STATED EXERCISE A:
Answer these questions about the ice-core passage:
(i) What name does it give to the mixing and re-location of surface snow by wind drift?
(ii) At which site was the investigation carried out?
(iii) How deep and how long was the sampled trench?
STATED EXERCISE B:
In the ice-core passage, change "multitude" to "variety" and write out the stretch from "However, such reconstruction" through "precipitation patterns, respectively.".

TEXT EXCERPT:
However, such reconstruction efforts are complicated by the fact that temperature is by far not the only driver of isotopic composition changes. A single isotopic ice-core record will comprise variations caused by a multitude of processes, from variable atmospheric circulation and moisture pathways to the intermittency of precipitation and finally to the mixing and re-location of surface snow by wind drift (stratigraphic noise). Under the assumption that specific trace components are originally deposited with the precipitated snow and its isotopic composition, the retrieved impurity records should display a similar spatial and seasonal to interannual variability as the isotope records, caused by local stratigraphic noise as well as the time-variable and intermittent precipitation patterns, respectively.

In this contribution, we investigate the possible relationship between isotope and impurity data at the East Antarctic low-accumulation site EDML. We sampled and analysed isotopic composition and major impurity species on a four metre deep and 50 metre long trench. This enables us (1) to study the spatial (horizontal times vertical) relationship in the data, and (2) to analyse and compare the seasonal and interannual variability after removing the strong contribution of local stratigraphic noise. By this, the study improves our understanding of the depositional mechanisms that play an important role for the formation of ice-core records, and it offers to investigate the potential of using impurities to correct isotopic variability in order to improve temperature reconstructions.

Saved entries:
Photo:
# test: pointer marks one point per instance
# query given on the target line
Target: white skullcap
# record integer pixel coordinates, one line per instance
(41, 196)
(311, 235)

WRITTEN REPLY A:
(i) Stratigraphic noise.
(ii) The East Antarctic low-accumulation site EDML.
(iii) Four metres deep and 50 metres long.

WRITTEN REPLY B:
However, such reconstruction efforts are complicated by the fact that temperature is by far not the only driver of isotopic composition changes. A single isotopic ice-core record will comprise variations caused by a variety of processes, from variable atmospheric circulation and moisture pathways to the intermittency of precipitation and finally to the mixing and re-location of surface snow by wind drift (stratigraphic noise). Under the assumption that specific trace components are originally deposited with the precipitated snow and its isotopic composition, the retrieved impurity records should display a similar spatial and seasonal to interannual variability as the isotope records, caused by local stratigraphic noise as well as the time-variable and intermittent precipitation patterns, respectively.